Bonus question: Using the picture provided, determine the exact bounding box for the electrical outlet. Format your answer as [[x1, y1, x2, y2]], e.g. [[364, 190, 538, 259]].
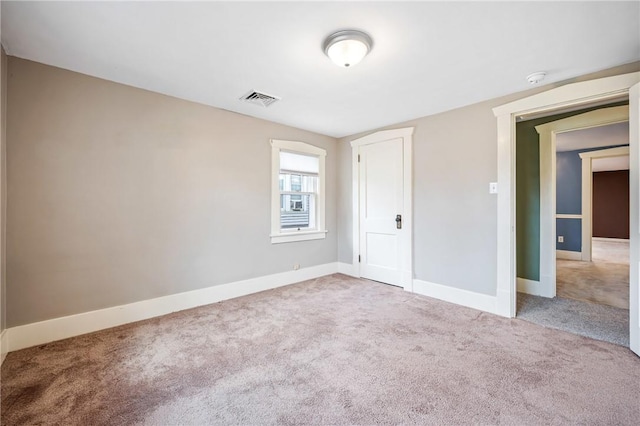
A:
[[489, 182, 498, 194]]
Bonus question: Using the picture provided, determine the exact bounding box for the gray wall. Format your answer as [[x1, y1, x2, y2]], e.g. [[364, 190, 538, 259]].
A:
[[338, 62, 640, 295], [7, 57, 337, 327], [0, 46, 7, 331]]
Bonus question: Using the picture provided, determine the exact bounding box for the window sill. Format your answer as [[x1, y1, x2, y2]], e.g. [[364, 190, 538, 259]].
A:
[[271, 231, 328, 244]]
# # # #
● Job:
Copy all three items above word for word, including each answer line, and leave out the picture.

● Result for this task:
Bonus question: Using the picture provided, determine the exact bounding box for the electrical outlet. Format your answer as [[x1, y1, x2, y2]], e.g. [[364, 190, 538, 259]].
A:
[[489, 182, 498, 194]]
Bonus question: Using the picture provided, determine the exact bounding box for the gray wall. Format your answer as [[x1, y1, x2, y2]], e.g. [[364, 190, 538, 259]].
A:
[[338, 62, 640, 295], [7, 57, 337, 327], [0, 46, 7, 331]]
Bonus question: Using the picture provided, determine the exact bounding box for the window sill. Format your answer as [[x1, y1, x2, y2]], e.g. [[364, 190, 538, 259]].
A:
[[271, 231, 328, 244]]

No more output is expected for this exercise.